**Instructions to follow**
Where an image occurs, skip it and print the rest of the records verbatim.

**Input material**
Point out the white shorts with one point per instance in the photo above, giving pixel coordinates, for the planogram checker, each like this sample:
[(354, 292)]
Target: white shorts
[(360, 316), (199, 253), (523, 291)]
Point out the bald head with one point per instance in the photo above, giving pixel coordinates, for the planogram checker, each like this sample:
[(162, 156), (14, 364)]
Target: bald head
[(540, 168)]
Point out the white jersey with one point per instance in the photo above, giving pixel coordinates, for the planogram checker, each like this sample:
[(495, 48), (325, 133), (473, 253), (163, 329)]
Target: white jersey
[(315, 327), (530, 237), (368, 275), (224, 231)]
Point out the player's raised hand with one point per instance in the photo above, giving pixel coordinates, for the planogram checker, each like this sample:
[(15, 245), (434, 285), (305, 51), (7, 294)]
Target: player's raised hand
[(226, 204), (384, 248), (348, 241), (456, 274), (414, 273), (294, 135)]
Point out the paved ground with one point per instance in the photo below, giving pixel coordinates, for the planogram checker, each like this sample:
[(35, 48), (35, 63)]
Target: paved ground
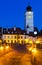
[(15, 58)]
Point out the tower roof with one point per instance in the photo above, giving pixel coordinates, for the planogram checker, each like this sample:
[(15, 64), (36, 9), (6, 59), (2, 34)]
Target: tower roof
[(29, 8)]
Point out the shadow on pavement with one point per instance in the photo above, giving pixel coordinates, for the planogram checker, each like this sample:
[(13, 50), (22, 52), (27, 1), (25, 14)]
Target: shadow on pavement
[(20, 48)]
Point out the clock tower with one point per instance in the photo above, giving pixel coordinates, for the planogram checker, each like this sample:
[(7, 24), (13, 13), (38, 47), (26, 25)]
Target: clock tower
[(29, 20)]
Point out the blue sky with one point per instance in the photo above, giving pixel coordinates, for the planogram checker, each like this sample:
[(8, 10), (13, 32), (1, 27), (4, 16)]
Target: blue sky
[(12, 13)]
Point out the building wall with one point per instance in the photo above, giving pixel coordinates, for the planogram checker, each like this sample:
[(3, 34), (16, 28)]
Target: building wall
[(29, 22)]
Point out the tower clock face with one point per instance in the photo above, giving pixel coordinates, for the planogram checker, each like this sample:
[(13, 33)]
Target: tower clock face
[(29, 16), (27, 26)]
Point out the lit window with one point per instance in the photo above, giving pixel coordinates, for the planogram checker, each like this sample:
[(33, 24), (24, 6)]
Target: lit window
[(15, 36), (35, 32), (29, 16), (22, 41), (8, 36), (15, 41), (30, 12), (11, 36), (4, 36), (18, 41), (11, 41), (8, 40), (21, 37)]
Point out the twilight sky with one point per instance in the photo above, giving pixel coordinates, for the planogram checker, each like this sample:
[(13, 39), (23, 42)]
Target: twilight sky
[(12, 13)]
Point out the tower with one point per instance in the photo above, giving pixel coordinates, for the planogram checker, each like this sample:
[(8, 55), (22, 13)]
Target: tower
[(29, 19)]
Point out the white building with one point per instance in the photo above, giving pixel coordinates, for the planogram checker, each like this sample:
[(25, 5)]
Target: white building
[(29, 20)]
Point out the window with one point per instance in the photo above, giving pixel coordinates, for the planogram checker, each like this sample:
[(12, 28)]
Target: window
[(8, 40), (11, 41), (4, 36), (18, 41), (11, 36), (4, 41), (8, 36), (18, 37), (15, 36), (15, 41), (21, 37), (22, 41)]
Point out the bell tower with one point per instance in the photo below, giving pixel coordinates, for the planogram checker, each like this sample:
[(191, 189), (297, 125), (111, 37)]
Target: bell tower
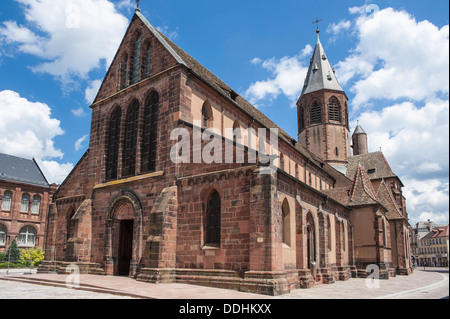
[(322, 110)]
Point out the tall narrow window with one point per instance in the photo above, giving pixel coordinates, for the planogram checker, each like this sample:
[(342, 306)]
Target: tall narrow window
[(206, 114), (27, 237), (150, 138), (213, 219), (301, 119), (286, 222), (123, 83), (2, 235), (334, 110), (36, 204), (316, 113), (148, 51), (136, 60), (130, 147), (25, 203), (113, 144), (6, 201)]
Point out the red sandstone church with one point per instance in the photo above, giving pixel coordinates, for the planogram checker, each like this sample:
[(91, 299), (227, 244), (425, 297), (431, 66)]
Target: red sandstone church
[(324, 214)]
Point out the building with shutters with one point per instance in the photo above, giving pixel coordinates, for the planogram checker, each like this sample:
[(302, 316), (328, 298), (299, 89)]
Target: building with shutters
[(136, 205), (25, 196)]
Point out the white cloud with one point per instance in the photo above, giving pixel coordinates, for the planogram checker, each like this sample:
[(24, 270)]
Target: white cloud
[(27, 128), (427, 199), (58, 171), (79, 112), (396, 57), (92, 90), (72, 37), (288, 75), (416, 139), (79, 142)]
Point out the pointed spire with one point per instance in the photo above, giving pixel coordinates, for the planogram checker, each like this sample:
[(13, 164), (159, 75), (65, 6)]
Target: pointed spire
[(320, 74), (137, 6)]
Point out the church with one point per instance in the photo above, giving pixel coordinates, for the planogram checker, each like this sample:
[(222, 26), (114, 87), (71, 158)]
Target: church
[(326, 212)]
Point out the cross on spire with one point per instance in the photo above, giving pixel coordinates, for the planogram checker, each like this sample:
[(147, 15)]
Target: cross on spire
[(317, 22)]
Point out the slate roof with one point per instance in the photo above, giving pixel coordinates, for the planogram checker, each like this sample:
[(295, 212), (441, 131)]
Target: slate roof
[(320, 73), (21, 170), (374, 162), (222, 88)]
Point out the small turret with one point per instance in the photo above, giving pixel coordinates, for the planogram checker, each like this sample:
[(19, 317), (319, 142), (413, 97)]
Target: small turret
[(359, 139)]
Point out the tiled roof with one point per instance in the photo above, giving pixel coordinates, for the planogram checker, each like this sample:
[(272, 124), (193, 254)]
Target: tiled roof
[(209, 78), (374, 162), (21, 170)]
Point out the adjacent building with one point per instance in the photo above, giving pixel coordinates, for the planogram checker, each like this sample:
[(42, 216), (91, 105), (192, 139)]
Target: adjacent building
[(138, 205), (25, 196), (434, 248)]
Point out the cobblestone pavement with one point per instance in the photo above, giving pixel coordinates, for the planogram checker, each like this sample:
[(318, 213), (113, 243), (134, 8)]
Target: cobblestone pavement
[(19, 290), (429, 284)]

**Solution to this problem**
Point out the white shorts with one point per instance in the photo above, giving pixel coordinates, for the planogram checker, each like this sample:
[(354, 292)]
Target: white shorts
[(360, 316), (199, 253), (523, 291)]
Point out the bald head with one point per instance in the photo above, giving pixel coordinates, for the planogram checker, each like this sample:
[(162, 156), (14, 364)]
Target: bald head
[(540, 168)]
Point out the white jersey with one point per instance in the photo above, giving pixel coordinates, for the planogram checker, each like this sample:
[(495, 48), (325, 133), (473, 253), (163, 329)]
Target: white jersey
[(315, 327), (530, 237), (368, 275), (224, 231)]
Point out the player's raised hand with one point per instance in the photo above, giving pixel coordinates, for the planogram checker, each like this sample:
[(15, 245), (434, 285), (305, 51), (7, 294)]
Target: player's raised hand
[(226, 204), (384, 248), (348, 241), (456, 274), (414, 273), (294, 135)]
Point out the paved ground with one point per instance in the photo below, giving pixel coordinates, for the planogram checker, each like this sample:
[(35, 48), (35, 63)]
Target: paved ground
[(15, 58)]
Point out the tower roof with one point per instance in the photo above, giving pixel coordinates, for the planogram checker, each like this sample:
[(15, 64), (36, 9), (6, 59), (2, 34)]
Target: tower roof
[(29, 8)]
Point out the shadow on pavement with one point per instance in the photo above, giving pixel coordinates, for the planogram checker, each like this sample:
[(13, 50), (22, 52), (27, 1), (25, 14)]
Target: shadow on pavement
[(20, 48)]
Point out the clock tower with one point per instance in the photo above, giving pixel coordinates, for the planogram checker, each like this sample:
[(7, 24), (13, 13), (38, 47), (26, 25)]
Target: clock tower
[(29, 20)]
Point out the blue sky with one point per instance in the photo above, giving pixel coordinates, for the planogram checker, each like this sample:
[(8, 10), (13, 32), (1, 27), (4, 16)]
Target: blue sky
[(12, 13)]
Point out the building wall with one point per instance in the photo above, giving pixel coordinates, for the planogram checker, each like this sample:
[(3, 34), (16, 28)]
Target: building wall
[(29, 22)]
Point out the tower clock face with one point per instance in the photo above, giving pixel coordinates, for the planogram checker, each like this sample:
[(13, 33)]
Target: tower clock face
[(29, 16), (27, 26)]
Point out the lit window with one point per instance in the photo above, giving pixel coordinates, for the planogram checker, each like this sample:
[(33, 24), (24, 6)]
Target: lit window
[(15, 36), (35, 32), (29, 16), (22, 41), (8, 36), (15, 41), (30, 12), (11, 36), (4, 36), (18, 41), (11, 41), (8, 40), (21, 37)]
Point out the twilight sky with one point per instance in the photo above, giving pixel coordinates, for the planogram checker, each like this sample:
[(13, 39), (23, 42)]
Target: twilight sky
[(12, 13)]
Point out the tower with one point per instance in the photo above, giving pixel coordinates, for the planogram checker, each like this sample:
[(8, 55), (22, 13)]
Target: tower
[(29, 19)]
Point out the white building with one point per instance in the photo above, giving pixel coordinates, for the planogram checker, each like this sample:
[(25, 5)]
Target: white building
[(29, 20)]
Point out the window with one point per instance in the photo above, giving pixel coordinates, for the planogram checker, each like this sample:
[(12, 28)]
Target: window
[(8, 40), (11, 41), (4, 36), (18, 41), (11, 36), (4, 41), (8, 36), (18, 37), (15, 36), (15, 41), (21, 37), (22, 41)]
Point out the bell tower with one point per instance in the photo below, giving pixel coordinates, for the planogram checker, each like this sample:
[(191, 189), (297, 125), (111, 37)]
Target: bell tower
[(322, 110)]
Point out the tall narrow window with one point per instance in the photo above, giving pixel coordinates, for the planogram checker, each like this sample:
[(342, 306)]
Target: tall narrow window
[(206, 114), (27, 237), (150, 138), (213, 219), (301, 119), (286, 222), (123, 83), (2, 235), (334, 110), (36, 204), (316, 113), (148, 51), (136, 60), (130, 147), (25, 203), (113, 144), (6, 201)]
Point out the red sandstone church with one point per instance in the photo above, giving pixel coordinates, for the planogram checker, each like this sample:
[(91, 299), (227, 244), (425, 297), (431, 66)]
Target: red sandstone church
[(324, 214)]
Point out the building with shutters with one point per instance in the photo above, giving pixel coordinates, for the planogram checker, each like this sample:
[(302, 316), (328, 298), (299, 89)]
Target: building with shutters
[(136, 205), (25, 196)]
Point out the white cloud with one point per instance in the photo above, giving pixel coordinates, for the planogram checker, each like this sample:
[(24, 270)]
Target: white cloud
[(27, 128), (427, 199), (58, 171), (79, 112), (396, 57), (92, 90), (72, 37), (288, 75), (416, 139), (79, 142)]
Point out the pointed spire with one point per instance in the photo above, giving pixel coordinates, for the planogram checker, each like this sample:
[(13, 164), (159, 75), (65, 6)]
Target: pointed spire
[(320, 74), (137, 6)]
Point out the church with one point per instance in the photo above, giving pixel coordinates, for the planogram checker, each like this sample:
[(222, 26), (114, 87), (71, 158)]
Target: church
[(326, 212)]
Point out the cross on spire with one point per instance in the photo above, giving pixel coordinates, for the planogram checker, each like this sample:
[(147, 15)]
Target: cross on spire
[(317, 22)]
Point out the slate roof with one point per instance in the photo above, giving pixel coordinates, for the planogram checker, each like this sample:
[(295, 212), (441, 131)]
Target: slate roof
[(320, 73), (21, 170), (374, 162), (222, 88)]
Point out the small turret with one point per instance in the photo above, giving pixel coordinates, for the planogram checker, each like this sample:
[(19, 317), (319, 142), (413, 97)]
Target: small turret
[(359, 139)]
Point out the tiled roof with one point per instance in the photo above, giving pixel coordinates, for the planogram checker, each like this sample:
[(272, 124), (193, 254)]
Target: tiled roof
[(209, 78), (374, 162), (21, 170)]
Point out the adjacent building with one point per instance in the photo above, giving pixel coordinates, for the planogram checker, each like this sample:
[(42, 216), (91, 105), (192, 139)]
Target: adjacent building
[(138, 205), (25, 196), (434, 248)]
Point out the cobblestone pavement with one point per instance in the photo above, giving pixel coordinates, for the planogram checker, each like this sample:
[(318, 213), (113, 243), (134, 8)]
Target: cobblestone pavement
[(19, 290), (429, 284)]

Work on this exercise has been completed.